Start of Source
Release v0.6.0 — security hardening · raeq/translit

[0.6.0] — 2026-06-07

A hardening and bug-fix release. Two new opt-in helpers (dedup_batch,
make_cached_transliterator) make this a minor bump; no public API was
removed. Several fixes change output for specific inputs — read Upgrade
notes before upgrading if you cache or persist transliterator/normalizer output.

Upgrade notes (output-affecting fixes)

Each of these was a bug; the new output is the correct one. If you store or cache
results that were keyed on the old (buggy) behaviour, regenerate them:

register_replacements() now actually applies. It was a silent no-op — the
registered table was never consulted. Registered replacements now take effect
across transliterate() (scalar, list, and context=True). If you registered
replacements and (knowingly or not) relied on them being ignored, output changes.
transliterate(list, tones=True) now returns toned pinyin (was silently
toneless on the list path); transliterate(list, target=…, tones=True) now
raises ValueError for the forward-only parameter (was silently ignored).
End of Source
▸ **Task instructions**:
[1] Check each statement below against the translit 0.6.0 release notes. Answer yes or no for each, and quote the words from the notes that settle it. (a) The release removed part of the public API. (b) Before this release, register_replacements() had no effect. (c) Before this release, transliterate(list, tones=True) returned toned pinyin.
[2] Write the next part of the translit 0.6.0 release notes, continuing after their last sentence.
Start of Data
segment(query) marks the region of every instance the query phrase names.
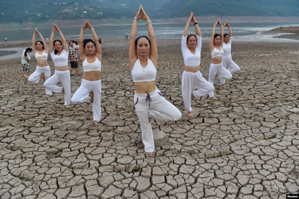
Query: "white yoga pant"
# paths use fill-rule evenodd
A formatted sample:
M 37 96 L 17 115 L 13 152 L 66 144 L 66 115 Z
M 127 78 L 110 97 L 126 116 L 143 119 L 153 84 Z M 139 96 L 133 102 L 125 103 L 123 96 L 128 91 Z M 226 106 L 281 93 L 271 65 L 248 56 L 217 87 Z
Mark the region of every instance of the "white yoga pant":
M 208 81 L 212 85 L 214 85 L 214 79 L 216 74 L 219 75 L 219 79 L 227 79 L 233 77 L 231 73 L 222 66 L 222 63 L 214 64 L 211 64 L 210 66 L 210 72 L 209 72 Z M 214 96 L 214 91 L 212 91 L 209 94 L 209 97 L 211 98 Z
M 176 107 L 162 96 L 158 88 L 150 93 L 139 94 L 135 92 L 134 103 L 141 126 L 144 150 L 145 152 L 153 152 L 155 146 L 151 125 L 148 121 L 148 117 L 174 121 L 179 120 L 182 114 Z
M 197 87 L 196 91 L 192 91 L 194 86 Z M 207 95 L 214 90 L 214 86 L 202 77 L 200 71 L 195 73 L 184 71 L 182 77 L 182 96 L 185 108 L 188 112 L 192 110 L 191 108 L 191 92 L 196 97 Z
M 47 66 L 41 67 L 36 66 L 36 69 L 29 76 L 28 81 L 37 84 L 39 81 L 40 76 L 43 74 L 45 74 L 45 81 L 50 78 L 51 76 L 51 70 L 50 66 Z M 48 89 L 46 88 L 46 94 L 51 95 L 52 92 Z
M 71 103 L 81 104 L 90 99 L 89 93 L 93 92 L 93 102 L 92 103 L 94 121 L 99 122 L 101 112 L 101 94 L 102 92 L 101 80 L 89 81 L 82 79 L 81 85 L 78 88 L 71 98 Z
M 44 83 L 44 86 L 56 93 L 62 93 L 62 87 L 56 84 L 60 82 L 64 88 L 64 105 L 69 105 L 71 103 L 71 76 L 70 71 L 55 70 L 54 74 Z
M 228 71 L 228 72 L 231 73 L 236 72 L 239 72 L 240 71 L 240 67 L 234 62 L 233 60 L 231 59 L 231 57 L 225 58 L 222 58 L 222 65 L 224 68 L 226 68 L 228 66 L 229 67 L 229 68 L 228 68 L 227 70 Z M 220 83 L 221 84 L 224 84 L 225 83 L 225 79 L 220 79 Z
End of Data
▸ **Written responses**:
[1]
(a) No: "no public API was removed."
(b) Yes: "It was a silent no-op — the registered table was never consulted."
(c) No: "was silently toneless on the list path"

[2]
normalize_confusables(text, target="cyrillic") no longer maps characters
onto invisible combining marks (28 such mappings removed).
strip_obfuscation now folds intra-Latin ASCII homoglyphs (þ→p, ſ→f,
ı→i, …) and is idempotent; sanitize_user_input is idempotent for
control/invisible characters between combining marks; demojize no longer
inserts a stray space after a tab/newline that precedes an emoji.
Context-aware transliteration (context=True, ar/fa/he) distribution
changed. The empty arabic/hebrew/context pip extras have been removed
(they never installed anything). The ~37 MB dictionaries are no longer tracked
in git, and are not shipped in the wheel. Context mode now loads dictionaries
from $TRANSLIT_DICT_DIR (build them with scripts/bootstrap_dicts.sh), or use
the embed-dicts Cargo feature for a self-contained build. A packaged
pip-installable distribution is tracked in #56/#60.
decode_to_utf8 default min_confidence changed 0.0 → 0.5. Low-confidence
encoding guesses are now rejected by default instead of silently accepted; pass
min_confidence=0.0 to restore the old behaviour. (#66)
Unknown lang codes now raise instead of silently falling back (#68). A
typo'd code (lang="RU", lang="russian") used to behave exactly like
lang=None — quietly-wrong output — while errors=/form= rejected bad
values. transliterate, slugify, sanitize_filename, catalog_key,
search_key, sort_key, and ml_normalize now raise TranslitError listing
the valid codes. "auto", the nb/nn/da aliases, and register_lang()
codes are accepted. (target= already validated.)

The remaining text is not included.